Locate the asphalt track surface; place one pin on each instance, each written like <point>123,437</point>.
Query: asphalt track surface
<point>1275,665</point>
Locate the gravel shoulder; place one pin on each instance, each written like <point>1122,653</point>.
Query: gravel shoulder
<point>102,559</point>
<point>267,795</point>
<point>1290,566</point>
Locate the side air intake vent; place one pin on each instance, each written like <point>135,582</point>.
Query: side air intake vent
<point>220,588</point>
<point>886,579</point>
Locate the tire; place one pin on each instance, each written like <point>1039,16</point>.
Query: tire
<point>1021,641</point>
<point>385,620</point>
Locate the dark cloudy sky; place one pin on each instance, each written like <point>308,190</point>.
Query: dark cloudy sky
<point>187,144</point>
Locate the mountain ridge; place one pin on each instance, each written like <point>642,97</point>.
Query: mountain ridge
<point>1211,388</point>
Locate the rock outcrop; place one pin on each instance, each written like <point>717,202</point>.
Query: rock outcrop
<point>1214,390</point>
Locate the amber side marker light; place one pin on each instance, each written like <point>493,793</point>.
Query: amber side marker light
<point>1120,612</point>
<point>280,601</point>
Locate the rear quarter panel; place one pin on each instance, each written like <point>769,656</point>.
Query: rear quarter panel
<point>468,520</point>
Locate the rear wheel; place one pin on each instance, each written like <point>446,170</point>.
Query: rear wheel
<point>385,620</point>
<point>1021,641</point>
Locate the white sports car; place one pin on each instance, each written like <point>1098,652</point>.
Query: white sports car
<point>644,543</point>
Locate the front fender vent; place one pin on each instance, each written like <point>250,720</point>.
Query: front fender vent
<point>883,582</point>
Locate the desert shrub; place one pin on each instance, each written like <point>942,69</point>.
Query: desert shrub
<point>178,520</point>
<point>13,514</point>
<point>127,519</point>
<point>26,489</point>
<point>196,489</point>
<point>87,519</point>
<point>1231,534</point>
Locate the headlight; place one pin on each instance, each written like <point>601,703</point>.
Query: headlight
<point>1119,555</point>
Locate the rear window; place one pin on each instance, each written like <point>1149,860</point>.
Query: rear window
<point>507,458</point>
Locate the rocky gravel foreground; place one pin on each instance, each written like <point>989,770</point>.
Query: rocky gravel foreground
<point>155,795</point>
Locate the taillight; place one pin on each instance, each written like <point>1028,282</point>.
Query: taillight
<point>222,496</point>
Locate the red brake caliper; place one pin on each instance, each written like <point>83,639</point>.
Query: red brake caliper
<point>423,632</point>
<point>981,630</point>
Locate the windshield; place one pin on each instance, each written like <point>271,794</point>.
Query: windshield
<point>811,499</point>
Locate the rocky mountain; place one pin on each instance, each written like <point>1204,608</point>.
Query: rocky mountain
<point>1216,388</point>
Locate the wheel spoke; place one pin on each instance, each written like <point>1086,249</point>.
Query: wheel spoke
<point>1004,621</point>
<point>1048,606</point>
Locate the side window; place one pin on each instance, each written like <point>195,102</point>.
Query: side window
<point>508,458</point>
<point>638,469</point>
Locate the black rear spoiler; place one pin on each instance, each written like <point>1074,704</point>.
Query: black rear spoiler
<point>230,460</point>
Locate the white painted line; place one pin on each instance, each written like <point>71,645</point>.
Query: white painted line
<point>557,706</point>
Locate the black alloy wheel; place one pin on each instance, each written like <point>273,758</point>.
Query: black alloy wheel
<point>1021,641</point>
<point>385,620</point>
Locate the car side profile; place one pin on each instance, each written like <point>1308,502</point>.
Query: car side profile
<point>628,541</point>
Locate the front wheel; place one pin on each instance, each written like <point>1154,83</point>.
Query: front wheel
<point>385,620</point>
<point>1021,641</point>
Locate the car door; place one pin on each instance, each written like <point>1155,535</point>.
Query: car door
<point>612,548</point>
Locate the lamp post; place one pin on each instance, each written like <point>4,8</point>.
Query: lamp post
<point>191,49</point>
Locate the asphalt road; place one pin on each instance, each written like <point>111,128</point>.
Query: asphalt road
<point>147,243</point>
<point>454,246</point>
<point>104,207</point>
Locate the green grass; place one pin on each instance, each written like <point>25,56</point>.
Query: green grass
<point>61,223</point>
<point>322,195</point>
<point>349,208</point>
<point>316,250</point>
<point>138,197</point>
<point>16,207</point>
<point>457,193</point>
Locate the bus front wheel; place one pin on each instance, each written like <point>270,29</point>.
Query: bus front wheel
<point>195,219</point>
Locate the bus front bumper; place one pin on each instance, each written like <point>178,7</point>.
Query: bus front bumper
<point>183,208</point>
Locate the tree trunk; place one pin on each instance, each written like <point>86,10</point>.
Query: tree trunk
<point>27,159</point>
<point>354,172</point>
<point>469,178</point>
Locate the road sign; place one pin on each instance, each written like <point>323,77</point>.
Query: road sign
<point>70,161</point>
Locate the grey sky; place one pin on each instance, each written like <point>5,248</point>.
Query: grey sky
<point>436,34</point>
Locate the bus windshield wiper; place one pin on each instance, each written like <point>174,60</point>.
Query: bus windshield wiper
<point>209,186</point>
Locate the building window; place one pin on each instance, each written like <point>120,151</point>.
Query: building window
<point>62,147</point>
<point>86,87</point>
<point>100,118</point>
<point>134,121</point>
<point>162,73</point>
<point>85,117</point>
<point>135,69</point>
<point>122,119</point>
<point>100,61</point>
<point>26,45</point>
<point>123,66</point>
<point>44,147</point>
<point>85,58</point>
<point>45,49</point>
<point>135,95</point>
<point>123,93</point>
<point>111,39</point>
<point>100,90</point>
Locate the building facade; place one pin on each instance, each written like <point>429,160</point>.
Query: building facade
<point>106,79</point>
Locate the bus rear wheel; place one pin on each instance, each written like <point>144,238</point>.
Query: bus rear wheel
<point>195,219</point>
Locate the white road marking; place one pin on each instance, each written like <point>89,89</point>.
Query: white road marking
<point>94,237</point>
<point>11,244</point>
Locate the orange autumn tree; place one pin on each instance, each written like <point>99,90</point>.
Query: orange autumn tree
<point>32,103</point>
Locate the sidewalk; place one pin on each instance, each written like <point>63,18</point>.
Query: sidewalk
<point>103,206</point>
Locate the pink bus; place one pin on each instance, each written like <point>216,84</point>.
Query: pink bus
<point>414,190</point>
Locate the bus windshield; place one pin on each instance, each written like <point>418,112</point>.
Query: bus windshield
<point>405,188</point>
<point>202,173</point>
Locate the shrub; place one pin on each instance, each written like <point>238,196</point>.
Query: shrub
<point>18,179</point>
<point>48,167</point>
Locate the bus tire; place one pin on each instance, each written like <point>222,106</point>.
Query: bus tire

────────────────────────────────────────

TASK BRIEF: Please rewrite all of the material above, changing every "Query" to "Target" and keeping everything else the same.

FINAL RESULT:
Locate the asphalt track surface; place one pin on each instance, each written like <point>123,437</point>.
Target: asphalt track surface
<point>1275,665</point>
Locate the gravel shoulder; place one pin on each instance, each written like <point>1122,653</point>.
Target: gravel shoulder
<point>102,559</point>
<point>267,795</point>
<point>1290,566</point>
Locate the side air intake vent; place one pin on each instance, each written like <point>135,582</point>.
Target: side air intake vent
<point>220,588</point>
<point>886,579</point>
Locate the tire; place one pin on each instance, each written like <point>1039,16</point>.
Target: tire
<point>1021,641</point>
<point>385,620</point>
Locate the dark cloudy sky; place one pin on each instance, each written like <point>308,190</point>.
Target: dark cloudy sky
<point>187,144</point>
Locate the mountain ridge; place one pin on each instance, each written like <point>642,97</point>.
Target: mountain ridge
<point>1211,388</point>
Locate the rock outcrop; place one pin on each instance, each written like <point>717,202</point>.
Target: rock outcrop
<point>1214,390</point>
Locate the amber side marker light; place one pin on each instance, each written like <point>493,793</point>.
Target: amber side marker light
<point>1120,612</point>
<point>280,601</point>
Locate the rear quarter panel; place one pin on each instance, each written like <point>769,656</point>.
Target: rear quarter panel
<point>468,520</point>
Locate the rear wheel; place one pin on each instance, each written like <point>446,170</point>.
Target: rear wheel
<point>385,620</point>
<point>1021,641</point>
Locate the white sports car; place one pin on each instance, each written like <point>1098,652</point>.
Target: white sports car
<point>644,543</point>
Locate the front fender vent; place one pin on each instance, each written like <point>250,720</point>.
Target: front fender vent
<point>883,582</point>
Locate the desert shrub; place one pin on each instance, each written like <point>942,69</point>.
Target: desert shrub
<point>178,520</point>
<point>13,514</point>
<point>127,519</point>
<point>26,489</point>
<point>196,489</point>
<point>87,519</point>
<point>1231,534</point>
Locate the headlight; place one pin on each instance, each written like <point>601,703</point>.
Target: headlight
<point>1119,555</point>
Locate the rear window; place one pin on each instance, each written like <point>1149,860</point>.
Target: rear window
<point>507,458</point>
Locate the rocky gravel foreground; place one pin on each instance, each written like <point>989,770</point>.
Target: rocky gravel foreground
<point>155,795</point>
Locate the taillight; place one pin on each instance, each written like <point>1028,282</point>.
Target: taillight
<point>222,496</point>
Locate the red brake caliper; place one pin on each instance, each written like <point>83,639</point>.
Target: red brake caliper
<point>423,632</point>
<point>981,630</point>
Locate the windshield; place one pin on each instance, each written like <point>271,794</point>.
Target: windshield
<point>811,499</point>
Locate the rocky mountain; place one pin on each instance, each written like <point>1204,608</point>.
Target: rocky mountain
<point>1216,388</point>
Locate the wheel spoke; place one pin on each instance, each written like <point>1086,249</point>.
Target: wheel spoke
<point>1004,621</point>
<point>1048,606</point>
Locate the side window; place one pin on each instance, each written like <point>195,102</point>.
Target: side window
<point>508,458</point>
<point>638,469</point>
Locate the black rear spoiler; place one pin on each instance, each written like <point>1074,704</point>.
Target: black rear spoiler
<point>230,460</point>
Locate the white painted line; place one pin on each instance, each written like <point>71,645</point>.
Target: white painted line
<point>557,706</point>
Locate the black alloy wheel; place one pin on each instance, each written like <point>273,758</point>.
Target: black alloy wheel
<point>1021,641</point>
<point>385,620</point>
Locate the car side profile; place one pin on each instance, each written like <point>1308,502</point>.
Target: car side profile
<point>628,541</point>
Locate the front wheel; place one pin on each instance, each written like <point>1154,83</point>.
Target: front wheel
<point>385,620</point>
<point>1021,641</point>
Locate the car door; place one pin on each instance, each written like <point>1155,535</point>.
Target: car door
<point>612,548</point>
Locate the lamp post; place one pin on each instance, each written like <point>4,8</point>.
Target: lamp post
<point>191,49</point>
Locate the asphalt road; place one pin on each instance, each written like <point>111,128</point>.
Target: asphalt road
<point>147,243</point>
<point>454,246</point>
<point>104,207</point>
Locate the green grass; place one pin on each instance, each written like <point>25,56</point>.
Target: green grass
<point>61,223</point>
<point>322,195</point>
<point>349,208</point>
<point>316,250</point>
<point>138,197</point>
<point>16,207</point>
<point>457,193</point>
Locate the bus front wheel; place one pin on each instance, each written like <point>270,29</point>.
Target: bus front wheel
<point>195,219</point>
Locate the bus front bumper; place one pin on each instance, each written like <point>178,7</point>.
Target: bus front bumper
<point>183,208</point>
Locate the tree trunk; place one pin on each instance, each written like <point>86,10</point>.
Target: tree trunk
<point>27,159</point>
<point>354,172</point>
<point>469,178</point>
Locate the road sign; place one pin on each instance, each written like <point>323,77</point>.
Target: road sign
<point>70,161</point>
Locate the grey sky; place one pin on each instance, each written like <point>5,248</point>.
Target: grey sky
<point>436,34</point>
Locate the bus windshield wiper; place one pin on each instance, each written like <point>174,60</point>.
Target: bus windshield wiper
<point>209,186</point>
Locate the building window; place one pin on each instance, each written like <point>120,151</point>.
Target: building window
<point>62,147</point>
<point>86,87</point>
<point>100,118</point>
<point>134,121</point>
<point>162,73</point>
<point>85,117</point>
<point>135,69</point>
<point>122,119</point>
<point>100,61</point>
<point>26,45</point>
<point>123,66</point>
<point>44,147</point>
<point>85,58</point>
<point>45,49</point>
<point>135,95</point>
<point>123,93</point>
<point>111,39</point>
<point>100,90</point>
Locate the building facade; place one pin on each instance, each written like <point>429,160</point>.
Target: building facade
<point>106,79</point>
Locate the bus rear wheel; place one pin on each instance, each written like <point>144,238</point>.
Target: bus rear wheel
<point>195,219</point>
Locate the white road marking; place one pin on each instance, each written like <point>89,89</point>.
Target: white road marking
<point>94,237</point>
<point>11,244</point>
Locate the orange autumn tree; place one pin on each instance, each written like <point>99,90</point>.
Target: orange autumn tree
<point>32,103</point>
Locate the sidewalk; place one pin on each instance, each written like <point>63,18</point>.
Target: sidewalk
<point>103,206</point>
Locate the pink bus; place one pin on each instance, each written like <point>216,84</point>.
Target: pink bus
<point>414,190</point>
Locate the bus windshield; place one pin on each instance, each written like <point>418,112</point>.
Target: bus windshield
<point>405,188</point>
<point>202,173</point>
Locate the shrub; place one pin on each instance, each written like <point>238,196</point>.
Target: shrub
<point>18,179</point>
<point>48,167</point>
Locate the bus tire; place one pin on each instance, each written like <point>222,106</point>.
Target: bus tire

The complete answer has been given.